----- Available records

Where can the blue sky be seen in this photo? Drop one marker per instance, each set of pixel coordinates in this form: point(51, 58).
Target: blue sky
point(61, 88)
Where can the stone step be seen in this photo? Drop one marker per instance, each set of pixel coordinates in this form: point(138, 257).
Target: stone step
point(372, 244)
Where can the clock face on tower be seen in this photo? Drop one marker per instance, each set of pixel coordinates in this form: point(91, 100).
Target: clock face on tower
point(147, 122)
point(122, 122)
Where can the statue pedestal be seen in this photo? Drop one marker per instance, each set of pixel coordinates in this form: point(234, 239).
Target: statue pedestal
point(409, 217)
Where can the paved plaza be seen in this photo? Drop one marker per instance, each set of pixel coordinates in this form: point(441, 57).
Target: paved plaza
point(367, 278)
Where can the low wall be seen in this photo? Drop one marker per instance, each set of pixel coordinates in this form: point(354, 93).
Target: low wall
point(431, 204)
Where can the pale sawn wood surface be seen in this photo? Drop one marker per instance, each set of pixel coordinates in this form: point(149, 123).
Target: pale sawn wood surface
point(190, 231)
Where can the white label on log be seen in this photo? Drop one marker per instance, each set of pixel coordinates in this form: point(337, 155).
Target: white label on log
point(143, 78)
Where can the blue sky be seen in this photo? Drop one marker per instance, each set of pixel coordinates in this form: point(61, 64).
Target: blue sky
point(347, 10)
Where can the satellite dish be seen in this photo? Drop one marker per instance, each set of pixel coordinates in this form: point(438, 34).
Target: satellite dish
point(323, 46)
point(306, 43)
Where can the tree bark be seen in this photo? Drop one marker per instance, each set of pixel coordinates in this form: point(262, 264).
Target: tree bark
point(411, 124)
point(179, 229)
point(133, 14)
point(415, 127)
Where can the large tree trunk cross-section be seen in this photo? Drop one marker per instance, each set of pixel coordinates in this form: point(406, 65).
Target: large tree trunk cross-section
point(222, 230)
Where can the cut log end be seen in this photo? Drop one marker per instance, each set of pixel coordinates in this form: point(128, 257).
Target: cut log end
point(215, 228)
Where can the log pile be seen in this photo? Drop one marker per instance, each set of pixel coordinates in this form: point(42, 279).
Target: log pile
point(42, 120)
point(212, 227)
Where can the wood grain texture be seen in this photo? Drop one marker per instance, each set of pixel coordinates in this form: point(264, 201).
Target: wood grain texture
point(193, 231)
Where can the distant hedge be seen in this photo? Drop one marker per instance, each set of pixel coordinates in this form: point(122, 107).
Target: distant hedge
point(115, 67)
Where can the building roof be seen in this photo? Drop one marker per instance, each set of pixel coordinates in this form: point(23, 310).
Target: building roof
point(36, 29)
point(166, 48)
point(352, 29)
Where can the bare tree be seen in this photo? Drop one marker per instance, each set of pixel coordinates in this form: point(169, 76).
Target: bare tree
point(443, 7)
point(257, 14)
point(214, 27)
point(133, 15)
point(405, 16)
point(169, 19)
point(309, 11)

----------

Problem statement :: Copy each entry above exactly, leaving nothing out.

Expected answer ::
Where can the blue sky be seen in this photo? Drop one marker per instance, each set of pixel coordinates in this form: point(51, 58).
Target: blue sky
point(61, 88)
Where can the stone step be seen in this photo? Drop one marker per instance, each set of pixel coordinates in this form: point(138, 257).
Target: stone step
point(372, 244)
Where can the clock face on tower be seen in this photo? Drop one marker per instance, each set of pixel coordinates in this form: point(91, 100).
Target: clock face on tower
point(147, 122)
point(122, 122)
Where can the statue pedestal be seen in this photo? Drop one marker per instance, each set of pixel coordinates in this form: point(234, 239).
Target: statue pedestal
point(409, 217)
Where can the paved plaza be seen in this photo? Drop one marker per instance, each set of pixel coordinates in this form: point(441, 57).
Target: paved plaza
point(367, 278)
Where can the low wall be seen in this photo? Drop one marker per instance, each set of pixel coordinates in this form: point(354, 93).
Target: low wall
point(431, 204)
Where can the pale sawn wood surface be seen in this photo? Drop one marker per instance, each set of pixel coordinates in this form: point(149, 123).
Target: pale sawn wood surface
point(190, 231)
Where can the white label on log be seen in this photo? Drop one marker per instance, each set of pixel coordinates in this form: point(337, 155).
Target: white label on log
point(143, 78)
Where can the blue sky be seen in this photo? Drop one marker per instance, each set of pixel coordinates in this form: point(61, 64).
Target: blue sky
point(347, 10)
Where can the satellite dish be seen in this photo? Drop one marker per instance, each set of pixel coordinates in this form: point(438, 34).
Target: satellite dish
point(323, 46)
point(306, 43)
Where can the tree bark be seen in this photo? Drop one marker per instance, each set of pixel coordinates in this form: point(262, 264).
Target: tree bark
point(411, 124)
point(179, 229)
point(133, 14)
point(415, 127)
Where can the large tree trunk cross-section be seen in this photo? Drop one marker per instance, each set of pixel coordinates in this form: point(406, 65).
Target: large tree trunk cross-section
point(222, 230)
Where can the cut log end be seen in this photo? Drop one marker per instance, each set of pixel coordinates in this form: point(128, 257).
Target: cut log end
point(215, 228)
Where can the log pile be seen in this photo? Drop one marker per instance, each set of pixel coordinates in this form: point(42, 279).
Target: log pile
point(42, 120)
point(212, 227)
Where can the wood grain texture be seen in this photo? Drop one marker per instance, each set of pixel coordinates in this form: point(264, 201).
Target: wood grain texture
point(193, 231)
Where can the distant hedge be seen in this photo? Drop one marker per instance, each set of pixel coordinates in this form: point(122, 107).
Target: distant hedge
point(115, 67)
Where can the building roof be seen in this photo? Drop one marker per instance, each set of pixel coordinates in this form: point(23, 310).
Target: building roof
point(36, 29)
point(166, 48)
point(352, 29)
Where can the bare tree be seen in this photo? Drop one marker per instance, each set of pixel coordinates in this form: point(169, 76).
Target: bare tree
point(443, 7)
point(257, 14)
point(214, 27)
point(133, 15)
point(405, 16)
point(169, 19)
point(309, 11)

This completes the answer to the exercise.